Data for processing Block Start

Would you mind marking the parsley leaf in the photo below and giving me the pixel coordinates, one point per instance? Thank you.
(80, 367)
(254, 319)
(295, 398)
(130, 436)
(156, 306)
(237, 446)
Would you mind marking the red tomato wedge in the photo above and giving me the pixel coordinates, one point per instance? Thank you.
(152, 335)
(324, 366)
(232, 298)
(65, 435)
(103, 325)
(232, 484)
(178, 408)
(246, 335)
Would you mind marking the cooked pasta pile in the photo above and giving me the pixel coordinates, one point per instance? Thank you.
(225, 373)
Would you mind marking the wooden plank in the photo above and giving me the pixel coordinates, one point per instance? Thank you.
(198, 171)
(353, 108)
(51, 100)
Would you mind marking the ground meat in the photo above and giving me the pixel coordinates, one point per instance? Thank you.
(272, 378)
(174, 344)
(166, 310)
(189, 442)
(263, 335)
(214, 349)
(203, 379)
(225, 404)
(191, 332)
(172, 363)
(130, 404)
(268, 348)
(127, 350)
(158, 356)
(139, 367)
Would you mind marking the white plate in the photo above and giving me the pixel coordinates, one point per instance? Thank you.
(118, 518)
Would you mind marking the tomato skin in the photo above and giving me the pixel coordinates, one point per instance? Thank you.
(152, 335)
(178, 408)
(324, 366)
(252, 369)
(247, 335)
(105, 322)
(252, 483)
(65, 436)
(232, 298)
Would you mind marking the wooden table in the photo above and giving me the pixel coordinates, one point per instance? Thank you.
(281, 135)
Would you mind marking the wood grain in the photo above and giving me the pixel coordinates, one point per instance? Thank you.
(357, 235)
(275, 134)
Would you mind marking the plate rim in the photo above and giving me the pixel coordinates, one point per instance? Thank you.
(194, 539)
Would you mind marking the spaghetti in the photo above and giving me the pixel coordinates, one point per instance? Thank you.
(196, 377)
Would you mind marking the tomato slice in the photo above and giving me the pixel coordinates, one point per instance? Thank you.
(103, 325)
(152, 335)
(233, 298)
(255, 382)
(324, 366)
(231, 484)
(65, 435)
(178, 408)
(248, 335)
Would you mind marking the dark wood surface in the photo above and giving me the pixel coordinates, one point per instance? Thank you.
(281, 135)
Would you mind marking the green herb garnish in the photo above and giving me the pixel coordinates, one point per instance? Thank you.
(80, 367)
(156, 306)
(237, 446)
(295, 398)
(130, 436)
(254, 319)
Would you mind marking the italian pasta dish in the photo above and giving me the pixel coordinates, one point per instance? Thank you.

Data for processing Block End

# Task requirements
The records above are to be copied out exactly, line for line.

# The completed task
Would you mind marking the parsley leaf in the photo below and giving me the pixel coordinates, one point per instance? Thank you.
(80, 367)
(254, 319)
(295, 398)
(130, 436)
(156, 306)
(237, 446)
Would you mind marking the red tomato wedge in the photo above and giving me the pixel coordinates, one point per instance? Thank you.
(152, 335)
(324, 366)
(232, 298)
(65, 435)
(103, 325)
(232, 484)
(178, 408)
(246, 335)
Would you mind marking the cooked pasta pile in the photo above and giving me the pixel coordinates, one point per instance? Thank you.
(225, 373)
Would you mind marking the wooden plank in the photo above and giving me the pixel coordinates, one point per instance? Thank you.
(198, 171)
(353, 108)
(51, 100)
Would you mind marking the ground meat in the photo above and giving me the pixel coordinates, one point per instance? Thank you.
(272, 378)
(174, 344)
(166, 310)
(189, 442)
(263, 335)
(214, 349)
(203, 379)
(225, 404)
(191, 332)
(172, 363)
(130, 404)
(268, 348)
(127, 350)
(158, 356)
(139, 367)
Would you mind marking the white plate in the photo above and giving me the pixel coordinates, one point per instance? Thank you.
(118, 518)
Would you mind marking the tomato skin in the photo above and giving me the pixel coordinates, one point per instance? Thank you.
(152, 335)
(178, 408)
(324, 366)
(252, 369)
(247, 335)
(105, 322)
(252, 483)
(65, 436)
(232, 298)
Would you mind marking the wooden table in the photo above and giving me the pixel coordinates, one point per instance? Thank you.
(281, 135)
Would you mind marking the wood grain in the photo above and giving me the pixel coordinates, one point per instance? Thank you.
(357, 235)
(275, 134)
Would you mind marking the plate rim in the photo above and giving me the pixel coordinates, one point per instance? Thank you.
(194, 539)
Would you mind marking the spaghetti in the photo above and giving me the pixel coordinates, one point per instance? Thank you.
(196, 377)
Would you mind marking the tomato slice in the photo above and giving me the pixel coordinates, one point per instance? Thank you.
(103, 325)
(152, 335)
(233, 298)
(255, 382)
(324, 366)
(231, 484)
(65, 435)
(178, 408)
(248, 335)
Would you mind marking the dark wood surface in the photo above and giving me the pixel coordinates, one point per instance? Thank you.
(281, 135)
Would you mind marking the green herb garnish in the photo above and giving me the pixel coordinates, one point per instance? Thank you.
(80, 367)
(156, 306)
(237, 446)
(295, 398)
(130, 436)
(254, 319)
Would you mind marking the italian pasta dish in the photo above and giving me the pixel coordinates, one point per instance? Thank you.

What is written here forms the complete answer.